» **TEXTE PRÉSENTÉ**
Ainsi, lorsque le responsable du traitement décide d’installer un dispositif de géolocalisation à des fins de protection des biens de l’entreprise pour lutter contre le vol d’un véhicule /ou de son contenu, il ne peut utiliser les données de ce dispositif de géolocalisation, afin de contrôler par exemple les excès de vitesse (sauf obligation légale applicable à l’employeur) ou le temps de trajet utilisé par le salarié entre différents clients ou encore l’évaluation du chemin emprunté par le salarié pour se rendre chez un client, et les utiliser ensuite à des fins disciplinaires.

 

4.3 Catégories de données à caractère personnel liées à l’utilisation du système de géolocalisation

Conformément à l’article 5.1, c) du RGPD, les données à caractère personnel traitées doivent être « adéquates, pertinentes et limitées à ce qui est nécessaire au regard des finalités pour lesquelles elles sont traitées ».

La CNPD estime que les données à caractère personnel suivantes peuvent notamment être traitées par le responsable du traitement dans le cadre de l’utilisation d’un système de géolocalisation, pour autant qu’elles soient nécessaires au regard de la finalité ou des finalités poursuivies:

  • le numéro d’immatriculation du véhicule ;
  • les données d’identification du conducteur ;
  • le numéro d’identification  de la carte SIM intégrée dans le module GPS ;
  • des données de géolocalisation : positionnement du véhicule (localité et rue), itinéraires empruntés ;
  • des données complémentaires associées à l’utilisation du véhicule (dites données annexes à la géolocalisation) : date, heure, kilométrage parcouru, état du véhicule (en route ou à l’arrêt), temps de conduite, vitesse moyenne, temps et nombre de pauses ou arrêts, heures de début et de fin d’activité.

» **Entrées de données collectées**

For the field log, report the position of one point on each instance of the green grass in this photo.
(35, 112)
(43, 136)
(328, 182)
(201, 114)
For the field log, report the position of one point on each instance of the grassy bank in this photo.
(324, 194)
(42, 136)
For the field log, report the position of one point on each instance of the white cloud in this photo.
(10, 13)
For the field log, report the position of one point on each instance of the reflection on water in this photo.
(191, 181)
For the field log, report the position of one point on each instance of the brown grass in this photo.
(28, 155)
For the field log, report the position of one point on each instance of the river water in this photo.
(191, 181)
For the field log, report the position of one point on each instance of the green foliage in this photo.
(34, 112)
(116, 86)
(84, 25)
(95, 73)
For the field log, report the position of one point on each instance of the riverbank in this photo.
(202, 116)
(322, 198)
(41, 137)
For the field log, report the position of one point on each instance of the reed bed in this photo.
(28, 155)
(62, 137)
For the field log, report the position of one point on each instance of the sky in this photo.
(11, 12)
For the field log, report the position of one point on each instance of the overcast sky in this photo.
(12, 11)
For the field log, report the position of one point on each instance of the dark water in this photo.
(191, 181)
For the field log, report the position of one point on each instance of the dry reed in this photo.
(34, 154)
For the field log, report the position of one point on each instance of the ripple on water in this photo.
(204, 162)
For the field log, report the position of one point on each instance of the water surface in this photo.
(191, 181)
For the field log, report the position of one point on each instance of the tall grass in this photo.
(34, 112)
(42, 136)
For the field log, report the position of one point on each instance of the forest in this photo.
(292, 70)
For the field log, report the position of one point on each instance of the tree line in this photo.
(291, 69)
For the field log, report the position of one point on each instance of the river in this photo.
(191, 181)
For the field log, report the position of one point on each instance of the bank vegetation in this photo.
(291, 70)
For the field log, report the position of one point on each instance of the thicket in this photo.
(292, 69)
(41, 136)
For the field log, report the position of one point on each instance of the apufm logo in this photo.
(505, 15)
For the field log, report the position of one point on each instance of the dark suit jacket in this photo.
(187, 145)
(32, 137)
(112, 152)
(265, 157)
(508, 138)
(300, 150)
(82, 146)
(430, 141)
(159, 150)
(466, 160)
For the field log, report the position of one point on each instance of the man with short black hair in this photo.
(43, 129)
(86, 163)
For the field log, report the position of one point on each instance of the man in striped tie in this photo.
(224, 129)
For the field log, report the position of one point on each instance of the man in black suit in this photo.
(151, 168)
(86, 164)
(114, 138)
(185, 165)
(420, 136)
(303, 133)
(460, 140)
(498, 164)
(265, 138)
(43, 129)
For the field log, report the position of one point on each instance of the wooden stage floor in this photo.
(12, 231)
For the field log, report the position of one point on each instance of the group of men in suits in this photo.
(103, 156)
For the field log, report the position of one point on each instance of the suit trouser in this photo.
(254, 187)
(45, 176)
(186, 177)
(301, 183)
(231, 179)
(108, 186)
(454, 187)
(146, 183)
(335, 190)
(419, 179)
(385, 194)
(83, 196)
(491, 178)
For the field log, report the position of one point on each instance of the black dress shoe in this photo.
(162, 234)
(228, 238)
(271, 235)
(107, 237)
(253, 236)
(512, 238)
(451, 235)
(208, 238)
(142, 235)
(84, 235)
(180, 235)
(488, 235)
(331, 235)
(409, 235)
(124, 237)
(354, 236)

==

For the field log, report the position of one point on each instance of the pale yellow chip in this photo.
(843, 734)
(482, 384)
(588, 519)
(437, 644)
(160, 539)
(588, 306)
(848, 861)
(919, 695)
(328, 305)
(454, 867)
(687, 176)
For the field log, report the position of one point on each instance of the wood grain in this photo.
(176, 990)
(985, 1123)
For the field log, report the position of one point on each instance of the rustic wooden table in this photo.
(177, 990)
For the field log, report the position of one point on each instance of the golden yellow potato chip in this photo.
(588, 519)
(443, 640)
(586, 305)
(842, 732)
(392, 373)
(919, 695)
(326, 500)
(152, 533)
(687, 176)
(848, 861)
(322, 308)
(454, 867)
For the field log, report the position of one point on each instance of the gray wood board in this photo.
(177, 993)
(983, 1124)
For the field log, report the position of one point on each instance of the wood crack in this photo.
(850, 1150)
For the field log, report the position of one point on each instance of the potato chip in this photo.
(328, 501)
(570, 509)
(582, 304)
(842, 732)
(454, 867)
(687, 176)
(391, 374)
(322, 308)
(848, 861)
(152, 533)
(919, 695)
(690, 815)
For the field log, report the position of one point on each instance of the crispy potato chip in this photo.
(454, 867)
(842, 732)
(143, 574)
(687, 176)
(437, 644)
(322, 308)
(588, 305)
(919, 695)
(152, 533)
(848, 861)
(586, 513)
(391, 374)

» **CONSIGNES**
A - Les affirmations suivantes sont-elles conformes au texte présenté ? Répondez par oui ou par non en citant les mots décisifs du texte. (i) Le numéro d’immatriculation du véhicule fait partie des données que la CNPD estime pouvoir être traitées. (ii) Un dispositif installé pour lutter contre le vol peut servir à contrôler le temps de trajet du salarié entre différents clients. (iii) La vitesse moyenne compte parmi les données dites annexes à la géolocalisation.
B - Veuillez expliquer, d’après le texte présenté, pourquoi les données énumérées par la CNPD ne peuvent être traitées que si elles sont nécessaires à la finalité poursuivie.

» **RÉPONSES AUX CONSIGNES**
A -
(i) Oui : « le numéro d’immatriculation du véhicule ».
(ii) Non : « il ne peut utiliser les données de ce dispositif de géolocalisation, afin de contrôler par exemple les excès de vitesse (sauf obligation légale applicable à l’employeur) ou le temps de trajet utilisé par le salarié entre différents clients ».
(iii) Oui : « (dites données annexes à la géolocalisation) » et « vitesse moyenne ».

B - L’article 5.1, c) du RGPD exige que les données traitées soient « adéquates, pertinentes et limitées à ce qui est nécessaire au regard des finalités pour lesquelles elles sont traitées ». C’est pourquoi la CNPD n’admet le traitement de ces données que « pour autant qu’elles soient nécessaires au regard de la finalité ou des finalités poursuivies ».